■ 原文:
图7 理想状态下有机质矿化序列及其形成的氧化还原带和相关的自生矿物(据文献[104]修改)Fig.7 Ideal sequence of organic matter mineralization,redox zone and related authigenic minerals(modified from reference[104])
5 长时间尺度的沉积有机碳记录
有机碳作为地球化学研究的常用指标,特别是全样的δ13C、TOC/TN以及单分子组成和同位素特征常用于指示海平面变化、古环境重建、恢复海洋生产力和季风演化过程等多方面研究[14-16,19]。古海平面的恢复通常是通过生物学和物理指标(如花粉,硅藻,有孔虫,颗粒大小等)相结合来实现的[118-119]。例如,时小军等[120]利用海南岛东部琼海的珊瑚礁记录恢复了中晚全新世高海平面,在距今5 500~5 200年前的海平面可能比如今海平面高出2.0~2.2 m。但是在某些情况下,沉积物中微化石可能很少或不存在,此时有机碳的地化指标δ13C、TOC/TN便成为更好的选择[15]。由于光合作用类型的不同,使得植物分为C3、C4和CAM三种类群并具有不同的碳同位素组成,进而导致生物链及其衍生物碳同位素的不同,这就赋予了碳同位素重建某一地区或某一时期古环境的能力[121]。Goslinet al.[122]利用地化指标δ13C、TOC、TN在法国布列尼塔沼泽恢复的全新世海平面位置与使用传统古生物化石获得的位置高度吻合。对东海内陆架EC2005岩芯的研究也发现利用有机碳δ13C和TOC/TN可以很好地区分环境的演化(图8)[123]:东海内陆架在16.4 ka以来从陆地环境转变到海陆过渡环境,并最终形成现代内陆架泥质沉积环境。但综合分析δ13C、TOC/TN在沿海环境(如河口、潟湖、海湾和隔离盆地)古环境重建中的应用,发现部分示例δ13C、TOC/TN值可能会受到浮游生物、有机质分解等因素的影响[15],因此,通过多种方法综合重构古环境会更加准确。

■ 给定材料:

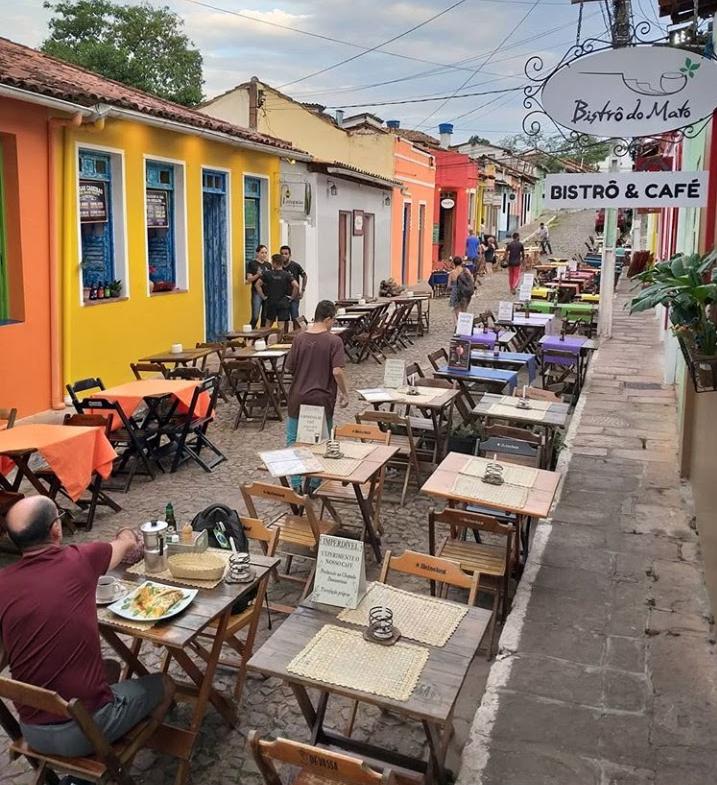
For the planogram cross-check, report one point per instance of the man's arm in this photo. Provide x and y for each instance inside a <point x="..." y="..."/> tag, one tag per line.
<point x="343" y="388"/>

■ 练习要求:
**A)** 根据原文，时小军等认为距今5 500~5 200年前的海平面可能比如今的海平面高出多少？
**B)** 把原文中从“图7 理想状态下有机质矿化序列及其形成的氧化还原带和相关的自生矿物(据文献[104]修改)Fig.7 Ideal”到“minerals(modified from reference[104])”的这一段照原样重新抄写一遍。

■ 参考答案:
**A)** 高出2.0~2.2 m。

**B)**
图7 理想状态下有机质矿化序列及其形成的氧化还原带和相关的自生矿物(据文献[104]修改)Fig.7 Ideal sequence of organic matter mineralization,redox zone and related authigenic minerals(modified from reference[104])